**ABOUT THIS EXERCISE:** Lines from the top of the entries down to the line with "-- a row prints like pixel 930 204" must be set down exactly as they stand, with both ends retained.

[Start of section]

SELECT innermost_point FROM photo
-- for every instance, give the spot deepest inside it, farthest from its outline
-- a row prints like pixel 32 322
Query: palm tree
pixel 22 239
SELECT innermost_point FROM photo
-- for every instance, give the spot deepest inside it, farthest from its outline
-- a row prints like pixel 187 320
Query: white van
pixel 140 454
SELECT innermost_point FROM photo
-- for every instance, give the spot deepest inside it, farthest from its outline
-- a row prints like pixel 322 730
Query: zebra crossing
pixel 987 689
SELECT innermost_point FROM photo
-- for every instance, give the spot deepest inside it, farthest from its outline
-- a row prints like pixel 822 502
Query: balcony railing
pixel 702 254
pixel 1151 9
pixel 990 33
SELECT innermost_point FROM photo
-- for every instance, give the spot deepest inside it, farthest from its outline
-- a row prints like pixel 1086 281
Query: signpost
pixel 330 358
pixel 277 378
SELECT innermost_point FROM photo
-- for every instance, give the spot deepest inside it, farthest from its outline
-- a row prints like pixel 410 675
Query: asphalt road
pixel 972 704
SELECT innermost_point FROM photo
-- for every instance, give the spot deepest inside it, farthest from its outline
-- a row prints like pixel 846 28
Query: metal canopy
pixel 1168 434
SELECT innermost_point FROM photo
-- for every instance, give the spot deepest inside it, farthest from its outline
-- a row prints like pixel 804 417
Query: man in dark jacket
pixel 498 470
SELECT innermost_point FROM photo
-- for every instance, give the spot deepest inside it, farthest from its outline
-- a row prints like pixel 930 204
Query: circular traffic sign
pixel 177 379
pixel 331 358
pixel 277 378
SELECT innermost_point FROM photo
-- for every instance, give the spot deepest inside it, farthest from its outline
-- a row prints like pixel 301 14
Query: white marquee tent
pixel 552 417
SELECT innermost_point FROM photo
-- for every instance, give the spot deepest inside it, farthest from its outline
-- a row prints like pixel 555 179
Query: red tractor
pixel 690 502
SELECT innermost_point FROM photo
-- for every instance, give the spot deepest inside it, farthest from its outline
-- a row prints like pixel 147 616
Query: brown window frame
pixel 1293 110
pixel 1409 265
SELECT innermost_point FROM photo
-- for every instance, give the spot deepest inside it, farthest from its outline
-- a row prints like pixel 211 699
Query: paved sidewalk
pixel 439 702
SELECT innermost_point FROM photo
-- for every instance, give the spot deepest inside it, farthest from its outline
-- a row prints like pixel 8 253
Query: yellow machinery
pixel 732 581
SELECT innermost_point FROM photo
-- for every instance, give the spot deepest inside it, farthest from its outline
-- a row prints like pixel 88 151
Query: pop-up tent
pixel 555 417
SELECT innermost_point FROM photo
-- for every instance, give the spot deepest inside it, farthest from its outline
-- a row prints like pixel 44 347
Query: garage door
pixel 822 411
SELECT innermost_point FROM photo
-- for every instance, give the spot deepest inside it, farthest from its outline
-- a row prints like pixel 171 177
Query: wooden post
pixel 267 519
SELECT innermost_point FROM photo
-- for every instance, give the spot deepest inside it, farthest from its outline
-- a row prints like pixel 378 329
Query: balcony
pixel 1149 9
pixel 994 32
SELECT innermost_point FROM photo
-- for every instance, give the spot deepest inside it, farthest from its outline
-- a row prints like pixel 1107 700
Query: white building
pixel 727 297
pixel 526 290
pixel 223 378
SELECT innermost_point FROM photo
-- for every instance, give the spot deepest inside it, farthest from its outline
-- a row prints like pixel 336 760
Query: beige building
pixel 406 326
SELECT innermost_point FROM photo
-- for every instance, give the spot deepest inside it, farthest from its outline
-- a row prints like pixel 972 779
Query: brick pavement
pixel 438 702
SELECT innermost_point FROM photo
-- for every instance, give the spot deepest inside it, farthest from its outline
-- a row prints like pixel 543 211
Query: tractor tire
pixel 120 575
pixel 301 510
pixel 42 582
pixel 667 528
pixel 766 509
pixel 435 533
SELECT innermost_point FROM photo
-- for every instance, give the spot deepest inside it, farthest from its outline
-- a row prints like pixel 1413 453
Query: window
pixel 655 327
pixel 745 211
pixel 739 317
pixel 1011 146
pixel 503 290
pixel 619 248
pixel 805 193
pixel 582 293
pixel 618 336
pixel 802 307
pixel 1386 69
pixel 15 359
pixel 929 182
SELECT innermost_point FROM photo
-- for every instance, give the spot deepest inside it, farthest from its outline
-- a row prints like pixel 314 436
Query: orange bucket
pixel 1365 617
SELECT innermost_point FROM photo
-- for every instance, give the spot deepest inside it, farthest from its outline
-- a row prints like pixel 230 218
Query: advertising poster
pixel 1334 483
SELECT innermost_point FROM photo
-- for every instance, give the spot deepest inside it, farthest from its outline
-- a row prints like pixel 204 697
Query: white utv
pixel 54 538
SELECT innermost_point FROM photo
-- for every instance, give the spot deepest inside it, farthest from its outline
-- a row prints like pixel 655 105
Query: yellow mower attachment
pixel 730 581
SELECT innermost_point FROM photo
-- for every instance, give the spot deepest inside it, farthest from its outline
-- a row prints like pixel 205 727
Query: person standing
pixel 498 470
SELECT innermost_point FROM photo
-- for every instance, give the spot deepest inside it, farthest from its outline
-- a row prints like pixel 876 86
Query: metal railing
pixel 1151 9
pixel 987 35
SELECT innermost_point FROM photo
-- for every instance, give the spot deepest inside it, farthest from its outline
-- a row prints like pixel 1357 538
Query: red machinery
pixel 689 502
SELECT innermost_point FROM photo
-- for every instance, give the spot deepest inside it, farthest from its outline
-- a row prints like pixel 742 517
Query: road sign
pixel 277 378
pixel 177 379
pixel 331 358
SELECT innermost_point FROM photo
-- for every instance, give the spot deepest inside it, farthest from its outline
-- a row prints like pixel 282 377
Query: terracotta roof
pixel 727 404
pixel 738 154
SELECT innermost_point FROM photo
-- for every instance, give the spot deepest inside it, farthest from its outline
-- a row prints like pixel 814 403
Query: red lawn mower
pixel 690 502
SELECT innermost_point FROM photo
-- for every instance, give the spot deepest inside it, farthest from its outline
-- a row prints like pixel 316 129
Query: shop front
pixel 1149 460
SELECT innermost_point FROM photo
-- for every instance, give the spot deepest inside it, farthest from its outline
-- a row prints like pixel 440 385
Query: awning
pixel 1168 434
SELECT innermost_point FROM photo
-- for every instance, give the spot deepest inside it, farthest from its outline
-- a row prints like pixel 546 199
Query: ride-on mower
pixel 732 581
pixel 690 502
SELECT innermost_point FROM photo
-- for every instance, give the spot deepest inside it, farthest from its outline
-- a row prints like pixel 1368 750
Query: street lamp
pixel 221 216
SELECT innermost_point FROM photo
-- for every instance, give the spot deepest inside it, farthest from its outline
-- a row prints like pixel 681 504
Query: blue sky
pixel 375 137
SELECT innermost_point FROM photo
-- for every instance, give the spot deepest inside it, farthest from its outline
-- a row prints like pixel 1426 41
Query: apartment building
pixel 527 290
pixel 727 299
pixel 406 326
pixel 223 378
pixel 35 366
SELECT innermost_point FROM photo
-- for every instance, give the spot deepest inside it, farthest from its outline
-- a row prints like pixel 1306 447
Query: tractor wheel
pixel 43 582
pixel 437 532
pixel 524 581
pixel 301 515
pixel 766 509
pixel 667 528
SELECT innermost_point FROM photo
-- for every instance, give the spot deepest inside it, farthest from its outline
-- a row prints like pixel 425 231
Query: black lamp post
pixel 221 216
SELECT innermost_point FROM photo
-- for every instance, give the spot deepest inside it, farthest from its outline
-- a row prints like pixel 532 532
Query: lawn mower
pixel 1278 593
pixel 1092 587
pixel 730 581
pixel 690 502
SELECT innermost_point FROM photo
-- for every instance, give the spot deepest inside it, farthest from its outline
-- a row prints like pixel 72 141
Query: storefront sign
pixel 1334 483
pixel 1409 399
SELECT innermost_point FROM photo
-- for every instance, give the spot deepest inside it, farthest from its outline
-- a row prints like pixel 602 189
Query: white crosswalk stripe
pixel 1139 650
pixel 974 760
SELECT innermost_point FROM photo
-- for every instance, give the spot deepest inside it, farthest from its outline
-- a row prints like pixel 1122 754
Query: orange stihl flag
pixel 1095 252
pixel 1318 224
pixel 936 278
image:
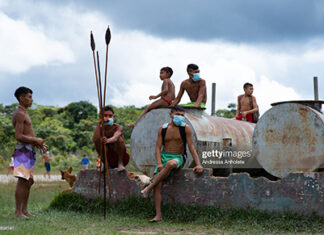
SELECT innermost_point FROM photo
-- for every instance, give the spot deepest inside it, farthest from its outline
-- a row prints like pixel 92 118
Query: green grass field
pixel 70 214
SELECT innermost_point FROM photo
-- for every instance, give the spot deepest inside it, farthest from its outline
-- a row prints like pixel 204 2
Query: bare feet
pixel 156 219
pixel 131 125
pixel 121 167
pixel 145 192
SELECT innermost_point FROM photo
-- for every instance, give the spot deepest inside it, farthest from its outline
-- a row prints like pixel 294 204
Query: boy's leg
pixel 157 202
pixel 25 202
pixel 20 195
pixel 156 104
pixel 165 172
pixel 119 148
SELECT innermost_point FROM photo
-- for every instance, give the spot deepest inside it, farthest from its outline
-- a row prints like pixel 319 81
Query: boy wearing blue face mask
pixel 114 140
pixel 195 87
pixel 167 94
pixel 173 155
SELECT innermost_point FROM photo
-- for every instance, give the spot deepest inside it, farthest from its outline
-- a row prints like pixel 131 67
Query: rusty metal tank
pixel 289 137
pixel 209 134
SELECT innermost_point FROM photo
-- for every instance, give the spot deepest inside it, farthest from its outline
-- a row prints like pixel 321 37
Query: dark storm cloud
pixel 230 20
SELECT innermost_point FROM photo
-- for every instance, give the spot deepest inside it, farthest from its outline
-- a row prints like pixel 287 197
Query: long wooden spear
pixel 103 144
pixel 93 47
pixel 101 107
pixel 107 38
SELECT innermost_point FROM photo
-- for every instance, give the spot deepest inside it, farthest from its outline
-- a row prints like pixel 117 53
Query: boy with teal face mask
pixel 166 95
pixel 172 158
pixel 195 87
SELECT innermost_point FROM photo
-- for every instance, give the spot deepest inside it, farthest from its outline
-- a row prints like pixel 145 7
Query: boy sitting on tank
pixel 195 87
pixel 167 94
pixel 246 104
pixel 173 136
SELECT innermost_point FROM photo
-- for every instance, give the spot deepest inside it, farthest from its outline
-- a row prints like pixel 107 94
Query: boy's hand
pixel 160 167
pixel 198 169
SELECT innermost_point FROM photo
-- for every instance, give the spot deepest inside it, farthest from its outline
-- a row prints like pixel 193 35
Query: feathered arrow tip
pixel 108 36
pixel 93 45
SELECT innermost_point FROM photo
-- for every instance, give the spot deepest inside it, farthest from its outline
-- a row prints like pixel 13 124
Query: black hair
pixel 168 70
pixel 177 108
pixel 108 108
pixel 246 85
pixel 22 91
pixel 192 67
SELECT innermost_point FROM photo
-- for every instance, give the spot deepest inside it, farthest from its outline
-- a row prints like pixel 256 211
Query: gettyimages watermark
pixel 225 158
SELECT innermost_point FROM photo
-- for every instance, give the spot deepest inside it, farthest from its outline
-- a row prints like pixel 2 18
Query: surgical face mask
pixel 196 77
pixel 110 122
pixel 177 120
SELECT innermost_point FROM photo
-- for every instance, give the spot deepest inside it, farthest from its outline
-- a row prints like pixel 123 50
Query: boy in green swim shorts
pixel 173 136
pixel 195 87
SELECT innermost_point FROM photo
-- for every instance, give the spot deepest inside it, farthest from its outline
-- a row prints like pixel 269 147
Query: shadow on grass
pixel 207 216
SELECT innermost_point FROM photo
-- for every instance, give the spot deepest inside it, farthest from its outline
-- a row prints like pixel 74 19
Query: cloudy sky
pixel 277 45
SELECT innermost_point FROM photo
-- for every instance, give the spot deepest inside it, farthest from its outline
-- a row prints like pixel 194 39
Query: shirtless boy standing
pixel 244 108
pixel 24 155
pixel 172 157
pixel 46 161
pixel 195 86
pixel 114 140
pixel 167 94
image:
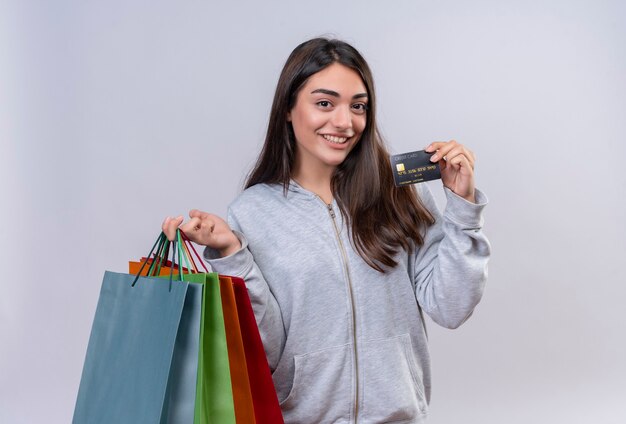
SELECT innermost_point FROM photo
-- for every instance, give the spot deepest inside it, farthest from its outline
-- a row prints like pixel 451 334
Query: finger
pixel 442 148
pixel 456 151
pixel 435 145
pixel 170 225
pixel 462 162
pixel 195 213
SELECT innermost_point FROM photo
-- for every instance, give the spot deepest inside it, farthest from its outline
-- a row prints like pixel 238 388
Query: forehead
pixel 336 77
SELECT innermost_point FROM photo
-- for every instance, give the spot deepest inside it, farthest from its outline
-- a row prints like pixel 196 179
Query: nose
pixel 342 118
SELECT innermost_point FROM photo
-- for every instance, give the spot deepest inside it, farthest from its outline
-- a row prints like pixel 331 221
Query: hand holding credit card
pixel 414 167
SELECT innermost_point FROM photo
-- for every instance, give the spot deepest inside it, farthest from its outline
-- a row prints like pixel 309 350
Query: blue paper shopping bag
pixel 142 357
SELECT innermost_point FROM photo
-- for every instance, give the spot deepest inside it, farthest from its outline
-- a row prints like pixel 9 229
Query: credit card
pixel 414 167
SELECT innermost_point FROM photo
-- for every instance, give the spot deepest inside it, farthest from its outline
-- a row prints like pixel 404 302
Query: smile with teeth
pixel 335 140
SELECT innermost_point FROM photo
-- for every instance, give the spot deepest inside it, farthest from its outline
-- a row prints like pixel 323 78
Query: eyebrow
pixel 335 94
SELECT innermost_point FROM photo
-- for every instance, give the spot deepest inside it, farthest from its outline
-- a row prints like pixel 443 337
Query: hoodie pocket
pixel 392 388
pixel 322 387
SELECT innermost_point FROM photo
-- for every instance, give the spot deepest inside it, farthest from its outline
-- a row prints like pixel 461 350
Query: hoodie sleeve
pixel 266 310
pixel 450 268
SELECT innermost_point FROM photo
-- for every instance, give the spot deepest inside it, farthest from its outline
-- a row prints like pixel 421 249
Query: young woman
pixel 340 263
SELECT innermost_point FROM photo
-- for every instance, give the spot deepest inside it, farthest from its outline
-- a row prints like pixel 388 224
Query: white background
pixel 114 114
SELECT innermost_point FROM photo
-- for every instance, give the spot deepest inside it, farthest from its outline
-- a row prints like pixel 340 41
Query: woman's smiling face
pixel 329 117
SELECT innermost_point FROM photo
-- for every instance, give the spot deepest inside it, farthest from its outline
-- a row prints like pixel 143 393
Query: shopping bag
pixel 141 359
pixel 264 398
pixel 242 395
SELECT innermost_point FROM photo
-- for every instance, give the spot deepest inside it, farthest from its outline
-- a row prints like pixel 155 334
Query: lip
pixel 336 146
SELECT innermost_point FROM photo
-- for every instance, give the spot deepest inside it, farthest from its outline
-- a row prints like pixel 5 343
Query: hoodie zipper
pixel 347 269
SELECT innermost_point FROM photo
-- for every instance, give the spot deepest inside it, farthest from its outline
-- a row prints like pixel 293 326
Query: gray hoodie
pixel 345 342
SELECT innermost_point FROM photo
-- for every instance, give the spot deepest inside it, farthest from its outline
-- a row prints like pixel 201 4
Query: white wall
pixel 115 114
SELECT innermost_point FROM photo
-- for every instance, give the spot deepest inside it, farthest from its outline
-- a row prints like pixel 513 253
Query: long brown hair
pixel 382 217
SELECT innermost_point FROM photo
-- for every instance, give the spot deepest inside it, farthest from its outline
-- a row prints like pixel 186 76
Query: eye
pixel 324 104
pixel 359 108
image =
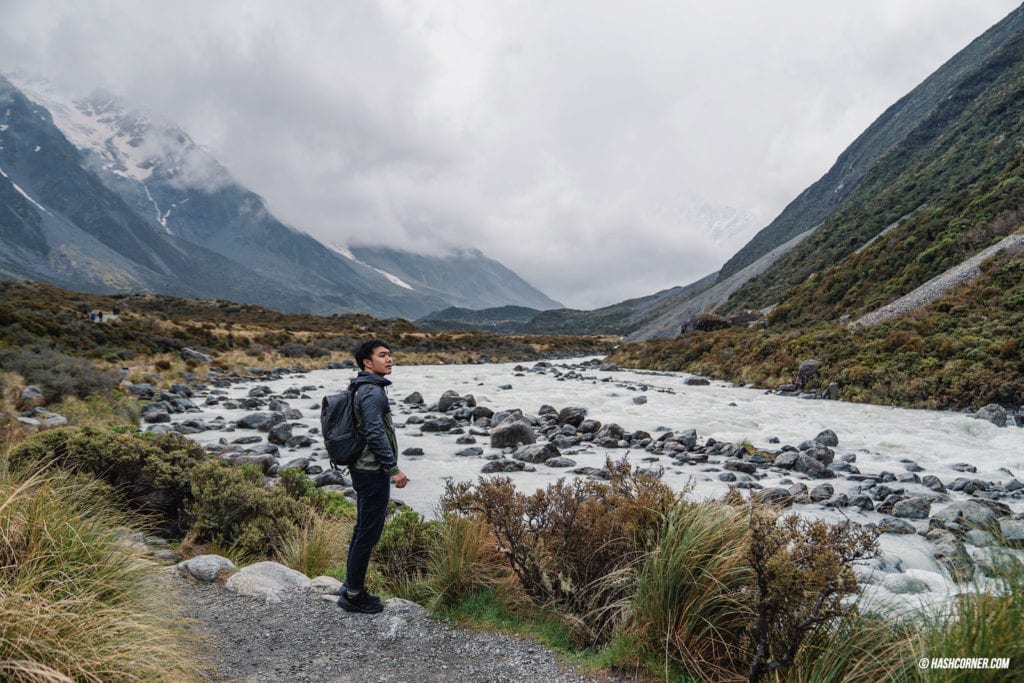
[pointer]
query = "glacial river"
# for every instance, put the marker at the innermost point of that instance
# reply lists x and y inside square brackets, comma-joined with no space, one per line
[882,438]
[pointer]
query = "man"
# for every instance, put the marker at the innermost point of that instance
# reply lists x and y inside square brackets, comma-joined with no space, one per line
[374,471]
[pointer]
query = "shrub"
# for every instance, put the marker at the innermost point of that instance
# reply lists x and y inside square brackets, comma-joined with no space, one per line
[151,471]
[562,540]
[57,375]
[403,551]
[803,570]
[463,560]
[76,604]
[688,597]
[233,507]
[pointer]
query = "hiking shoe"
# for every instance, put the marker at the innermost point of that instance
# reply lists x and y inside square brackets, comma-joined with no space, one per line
[360,602]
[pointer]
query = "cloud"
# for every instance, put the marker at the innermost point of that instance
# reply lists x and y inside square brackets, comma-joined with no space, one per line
[603,151]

[End of section]

**RESULT:**
SELECT innermost_point FROM photo
-- for every instance, give the spot deepest inside it, farthest from its outline
-- a row prints like pixel 32 322
Query: palm tree
pixel 22 239
SELECT innermost_point FROM photo
-- for every instance, give the spot deepest inside it, farthest from its outline
-- a row prints like pixel 187 320
Query: white van
pixel 140 454
SELECT innermost_point FROM photo
-- for every instance, give the spot deepest inside it, farthest from its outline
-- a row prints like pixel 322 730
Query: zebra crossing
pixel 987 689
SELECT innermost_point FROM photo
-- for every instance, give the spot deepest inside it, farthest from its outline
-- a row prints like pixel 822 502
Query: balcony railing
pixel 702 254
pixel 1151 9
pixel 990 33
SELECT innermost_point FROM photo
-- for every instance, give the spot deepest inside it, farthest from its outline
-- a row prints like pixel 1086 281
Query: signpost
pixel 330 358
pixel 277 378
SELECT innermost_point FROM photo
-- for every instance, give the spot deepest inside it, farthest from its outline
-- a row prints like pixel 410 675
Query: asphalt road
pixel 972 704
SELECT innermost_point FROM photo
-- for every instance, give the spot deepest inside it, farthest from its outline
-- a row prints like pixel 846 28
Query: metal canopy
pixel 1168 434
SELECT innermost_point FROM photo
-- for every instance, give the spot deepest inside it, farthest from its outline
-- a row prints like pixel 804 417
Query: man in dark jacket
pixel 498 470
SELECT innermost_point FROM photo
-- for every instance, give the spot deepest inside it, farthest from its outline
-- a row prints like pixel 930 204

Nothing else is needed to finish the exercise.